▶ _EXERCISE BRIEF_
Send back every record exactly.

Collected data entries
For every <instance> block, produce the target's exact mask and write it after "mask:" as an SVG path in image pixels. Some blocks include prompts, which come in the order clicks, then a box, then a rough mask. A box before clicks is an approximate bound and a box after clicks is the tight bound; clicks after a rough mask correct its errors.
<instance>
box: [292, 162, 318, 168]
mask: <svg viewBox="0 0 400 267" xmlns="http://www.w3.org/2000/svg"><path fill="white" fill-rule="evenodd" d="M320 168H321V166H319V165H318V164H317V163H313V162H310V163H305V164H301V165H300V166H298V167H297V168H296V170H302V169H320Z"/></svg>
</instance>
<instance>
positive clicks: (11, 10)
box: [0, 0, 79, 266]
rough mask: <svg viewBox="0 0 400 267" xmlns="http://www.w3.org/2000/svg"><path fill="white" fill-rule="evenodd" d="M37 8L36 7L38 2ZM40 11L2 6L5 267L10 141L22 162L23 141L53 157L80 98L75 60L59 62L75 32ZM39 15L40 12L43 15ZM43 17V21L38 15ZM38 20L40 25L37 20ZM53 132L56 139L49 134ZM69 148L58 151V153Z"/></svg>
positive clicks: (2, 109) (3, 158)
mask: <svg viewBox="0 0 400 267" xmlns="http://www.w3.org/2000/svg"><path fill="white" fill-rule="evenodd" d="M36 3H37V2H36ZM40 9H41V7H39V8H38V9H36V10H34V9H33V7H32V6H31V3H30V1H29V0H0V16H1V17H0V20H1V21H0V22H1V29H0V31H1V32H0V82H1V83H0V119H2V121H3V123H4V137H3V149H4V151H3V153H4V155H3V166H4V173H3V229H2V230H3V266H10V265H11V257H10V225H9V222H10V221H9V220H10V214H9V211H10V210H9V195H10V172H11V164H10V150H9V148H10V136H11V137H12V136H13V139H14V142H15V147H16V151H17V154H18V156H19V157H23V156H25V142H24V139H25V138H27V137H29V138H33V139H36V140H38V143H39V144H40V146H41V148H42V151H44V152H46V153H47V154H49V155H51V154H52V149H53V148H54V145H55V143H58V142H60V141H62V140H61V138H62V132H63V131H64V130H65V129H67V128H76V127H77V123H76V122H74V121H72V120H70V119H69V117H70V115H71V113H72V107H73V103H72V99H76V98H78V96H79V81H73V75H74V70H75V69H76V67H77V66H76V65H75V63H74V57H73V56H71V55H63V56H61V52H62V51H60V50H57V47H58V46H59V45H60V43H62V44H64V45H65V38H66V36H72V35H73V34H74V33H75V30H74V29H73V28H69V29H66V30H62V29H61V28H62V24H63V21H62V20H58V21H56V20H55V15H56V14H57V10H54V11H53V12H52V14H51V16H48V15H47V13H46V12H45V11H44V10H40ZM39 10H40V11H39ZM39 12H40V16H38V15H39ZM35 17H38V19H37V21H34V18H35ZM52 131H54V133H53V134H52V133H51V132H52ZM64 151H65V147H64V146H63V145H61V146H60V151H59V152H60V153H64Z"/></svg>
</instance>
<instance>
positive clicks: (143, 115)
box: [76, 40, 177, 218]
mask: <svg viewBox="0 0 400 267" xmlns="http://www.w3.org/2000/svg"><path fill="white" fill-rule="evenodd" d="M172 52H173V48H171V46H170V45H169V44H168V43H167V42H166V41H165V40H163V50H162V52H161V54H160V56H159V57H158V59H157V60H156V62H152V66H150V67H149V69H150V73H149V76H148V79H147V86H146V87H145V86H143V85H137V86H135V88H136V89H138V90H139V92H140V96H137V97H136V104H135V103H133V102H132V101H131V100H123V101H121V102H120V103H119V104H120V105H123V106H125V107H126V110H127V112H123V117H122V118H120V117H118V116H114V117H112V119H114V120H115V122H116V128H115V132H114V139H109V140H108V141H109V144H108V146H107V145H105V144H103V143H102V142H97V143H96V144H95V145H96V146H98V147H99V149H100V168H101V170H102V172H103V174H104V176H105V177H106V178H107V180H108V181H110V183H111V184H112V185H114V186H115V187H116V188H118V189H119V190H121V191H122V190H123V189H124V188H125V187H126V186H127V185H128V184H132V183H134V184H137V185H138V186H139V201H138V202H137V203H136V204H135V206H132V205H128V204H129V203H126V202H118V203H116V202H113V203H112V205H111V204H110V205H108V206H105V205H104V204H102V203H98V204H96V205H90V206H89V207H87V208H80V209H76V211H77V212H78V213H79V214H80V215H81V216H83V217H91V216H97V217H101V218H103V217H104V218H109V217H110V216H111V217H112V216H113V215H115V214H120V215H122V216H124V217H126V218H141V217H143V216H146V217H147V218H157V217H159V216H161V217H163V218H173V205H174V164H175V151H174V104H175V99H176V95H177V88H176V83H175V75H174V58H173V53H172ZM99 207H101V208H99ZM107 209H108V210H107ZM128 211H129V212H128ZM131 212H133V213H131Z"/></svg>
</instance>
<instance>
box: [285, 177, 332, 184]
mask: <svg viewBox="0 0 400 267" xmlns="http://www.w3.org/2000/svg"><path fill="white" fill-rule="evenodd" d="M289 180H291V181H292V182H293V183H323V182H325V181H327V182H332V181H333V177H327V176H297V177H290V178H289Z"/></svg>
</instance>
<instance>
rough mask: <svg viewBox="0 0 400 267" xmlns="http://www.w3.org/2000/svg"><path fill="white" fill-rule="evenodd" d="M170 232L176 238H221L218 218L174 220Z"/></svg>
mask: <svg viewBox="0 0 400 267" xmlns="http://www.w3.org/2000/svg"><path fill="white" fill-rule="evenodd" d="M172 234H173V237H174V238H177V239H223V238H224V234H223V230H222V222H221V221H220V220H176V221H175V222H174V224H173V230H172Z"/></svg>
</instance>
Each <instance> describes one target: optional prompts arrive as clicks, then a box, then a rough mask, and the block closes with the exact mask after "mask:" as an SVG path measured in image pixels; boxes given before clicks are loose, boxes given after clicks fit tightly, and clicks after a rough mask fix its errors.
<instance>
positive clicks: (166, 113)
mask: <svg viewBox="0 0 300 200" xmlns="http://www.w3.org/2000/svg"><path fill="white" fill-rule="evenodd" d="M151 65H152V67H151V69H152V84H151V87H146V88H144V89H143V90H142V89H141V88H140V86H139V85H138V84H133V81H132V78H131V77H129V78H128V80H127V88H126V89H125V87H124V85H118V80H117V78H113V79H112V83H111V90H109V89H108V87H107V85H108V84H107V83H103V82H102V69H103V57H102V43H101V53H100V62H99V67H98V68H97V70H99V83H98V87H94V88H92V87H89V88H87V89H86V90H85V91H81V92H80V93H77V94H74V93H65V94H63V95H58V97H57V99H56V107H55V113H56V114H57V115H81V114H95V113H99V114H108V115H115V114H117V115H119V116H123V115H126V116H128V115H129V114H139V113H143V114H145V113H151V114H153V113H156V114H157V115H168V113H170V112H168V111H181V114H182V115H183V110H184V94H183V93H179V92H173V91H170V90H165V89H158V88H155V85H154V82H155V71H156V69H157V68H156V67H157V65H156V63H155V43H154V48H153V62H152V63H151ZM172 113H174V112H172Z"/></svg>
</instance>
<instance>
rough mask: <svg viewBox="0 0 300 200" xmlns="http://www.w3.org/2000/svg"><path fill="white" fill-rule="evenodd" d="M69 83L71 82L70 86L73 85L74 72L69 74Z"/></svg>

▶ _THE ANSWER_
For every <instance> block, produce the target's exact mask and write it after "mask:" as an SVG path in image pixels. Some blocks include prompts, which come in the order clicks, then a box, then a rough mask. A box before clicks is an approximate bound and a box after clicks is the tight bound; clicks after a rough mask correct its errors.
<instance>
box: [292, 162, 318, 168]
mask: <svg viewBox="0 0 400 267" xmlns="http://www.w3.org/2000/svg"><path fill="white" fill-rule="evenodd" d="M320 168H321V166H319V165H318V164H317V163H313V162H310V163H305V164H301V165H300V166H298V167H297V168H296V170H302V169H320Z"/></svg>
</instance>
<instance>
positive clicks: (11, 10)
box: [0, 0, 79, 266]
rough mask: <svg viewBox="0 0 400 267" xmlns="http://www.w3.org/2000/svg"><path fill="white" fill-rule="evenodd" d="M37 8L36 7L38 2ZM40 11L2 6L5 267L10 141L22 162L23 141L53 157L80 98L75 60L59 62L75 32ZM39 15L40 12L43 15ZM43 17V21L38 15ZM38 20L40 25L37 20ZM53 132L56 139L49 134ZM69 148L58 151V153Z"/></svg>
positive clicks: (2, 109) (3, 158)
mask: <svg viewBox="0 0 400 267" xmlns="http://www.w3.org/2000/svg"><path fill="white" fill-rule="evenodd" d="M36 3H37V2H36ZM40 9H41V7H39V8H38V9H36V10H34V9H33V7H32V6H31V3H30V1H29V0H0V16H1V17H0V20H1V21H0V22H1V29H0V31H1V32H0V82H1V83H0V119H2V121H3V123H4V137H3V149H4V151H3V153H4V155H3V166H4V173H3V229H2V230H3V266H10V265H11V257H10V225H9V222H10V221H9V220H10V214H9V211H10V210H9V195H10V172H11V164H10V150H9V148H10V136H11V137H12V136H13V139H14V142H15V147H16V151H17V154H18V156H19V157H23V156H25V142H24V139H25V138H27V137H29V138H33V139H36V140H38V143H39V144H40V146H41V148H42V151H44V152H46V153H47V154H49V155H51V154H52V149H53V148H54V145H55V143H58V142H60V141H62V140H61V138H62V132H63V131H64V130H65V129H67V128H76V127H77V123H76V122H74V121H72V120H70V119H69V117H70V115H71V113H72V107H73V103H72V99H76V98H78V96H79V81H73V75H74V70H75V69H76V67H77V66H76V65H75V63H74V57H73V56H71V55H63V56H61V52H62V51H60V50H57V47H58V46H59V45H60V43H62V44H64V45H65V38H66V36H72V35H73V34H74V33H75V30H74V29H73V28H69V29H66V30H62V29H61V28H62V24H63V21H62V20H58V21H56V20H55V15H56V14H57V10H54V11H53V12H52V14H51V16H48V15H47V13H46V12H45V11H44V10H40ZM39 10H40V11H39ZM39 12H40V16H38V15H39ZM35 17H38V19H37V21H34V18H35ZM52 131H54V133H53V134H52V133H51V132H52ZM64 151H65V147H64V146H63V145H61V146H60V151H59V152H60V153H64Z"/></svg>
</instance>
<instance>
positive clicks: (143, 115)
box: [76, 40, 177, 218]
mask: <svg viewBox="0 0 400 267" xmlns="http://www.w3.org/2000/svg"><path fill="white" fill-rule="evenodd" d="M172 52H173V48H171V46H170V45H169V44H168V43H167V42H166V41H165V40H163V50H162V52H161V54H160V56H159V57H158V59H157V60H156V62H152V66H150V67H149V69H150V73H149V76H148V79H147V86H146V87H145V86H143V85H137V86H135V88H136V89H138V90H139V92H140V96H137V97H136V104H135V103H133V102H132V101H131V100H123V101H121V102H120V103H119V104H120V105H123V106H125V107H126V110H127V112H123V117H122V118H120V117H118V116H114V117H112V119H114V120H115V122H116V128H115V132H114V139H109V140H108V141H109V144H108V146H107V145H105V144H103V143H102V142H97V143H96V144H95V145H96V146H98V147H99V149H100V168H101V170H102V172H103V174H104V176H105V177H106V178H107V180H108V181H110V183H111V184H112V185H114V186H115V187H116V188H118V189H119V190H121V191H122V190H123V189H124V188H125V187H126V186H127V185H128V184H132V183H134V184H137V185H138V186H139V201H138V202H137V203H136V204H135V206H132V205H128V204H129V203H126V202H118V203H116V202H113V203H112V205H111V204H110V205H108V206H105V205H104V204H102V203H98V204H96V205H90V206H89V207H87V208H80V209H76V211H77V212H78V213H79V214H80V215H81V216H83V217H91V216H97V217H101V218H103V217H104V218H109V217H110V216H111V217H112V216H113V215H115V214H120V215H122V216H124V217H126V218H141V217H143V216H146V217H147V218H157V217H159V216H161V217H163V218H173V205H174V164H175V151H174V104H175V99H176V95H177V88H176V83H175V75H174V58H173V53H172ZM99 207H101V208H99ZM107 209H108V210H107ZM128 211H129V212H128ZM131 212H133V213H131Z"/></svg>
</instance>
<instance>
box: [285, 177, 332, 184]
mask: <svg viewBox="0 0 400 267" xmlns="http://www.w3.org/2000/svg"><path fill="white" fill-rule="evenodd" d="M289 180H291V181H292V182H293V183H323V182H325V181H327V182H332V181H333V177H327V176H297V177H290V178H289Z"/></svg>
</instance>
<instance>
rough mask: <svg viewBox="0 0 400 267" xmlns="http://www.w3.org/2000/svg"><path fill="white" fill-rule="evenodd" d="M170 232L176 238H221L218 218L174 220Z"/></svg>
mask: <svg viewBox="0 0 400 267" xmlns="http://www.w3.org/2000/svg"><path fill="white" fill-rule="evenodd" d="M172 234H173V237H174V238H177V239H223V238H224V234H223V230H222V222H221V221H220V220H176V221H175V222H174V224H173V230H172Z"/></svg>
</instance>
Each <instance> describes one target: optional prompts arrive as clicks, then a box, then a rough mask, and the block closes with the exact mask after "mask:" as an SVG path measured in image pixels; boxes given before clicks are loose, boxes given after clicks fit tightly, and clicks after a rough mask fix its errors.
<instance>
positive clicks: (166, 113)
mask: <svg viewBox="0 0 300 200" xmlns="http://www.w3.org/2000/svg"><path fill="white" fill-rule="evenodd" d="M151 65H152V67H151V69H152V84H151V87H146V88H144V89H143V90H142V89H141V88H140V86H139V85H138V84H133V81H132V78H131V77H129V78H128V80H127V88H126V89H125V87H124V85H118V80H117V78H113V79H112V83H111V90H109V89H108V87H107V85H108V84H107V83H103V82H102V69H103V57H102V43H101V53H100V62H99V67H98V68H97V70H99V83H98V87H94V88H92V87H89V88H87V89H86V90H85V91H81V92H80V93H77V94H74V93H65V94H63V95H58V97H57V99H56V107H55V113H56V114H57V115H81V114H95V113H99V114H108V115H115V114H117V115H119V116H123V115H126V116H128V115H129V114H139V113H143V114H145V113H151V114H153V113H156V114H157V115H168V113H170V112H168V111H181V114H182V115H183V110H184V94H183V93H179V92H173V91H170V90H165V89H158V88H155V85H154V82H155V71H156V69H157V68H156V67H157V65H156V63H155V43H154V48H153V62H152V63H151ZM172 113H174V112H172Z"/></svg>
</instance>
<instance>
rough mask: <svg viewBox="0 0 300 200" xmlns="http://www.w3.org/2000/svg"><path fill="white" fill-rule="evenodd" d="M69 83L71 82L70 86L73 85L74 72L69 74Z"/></svg>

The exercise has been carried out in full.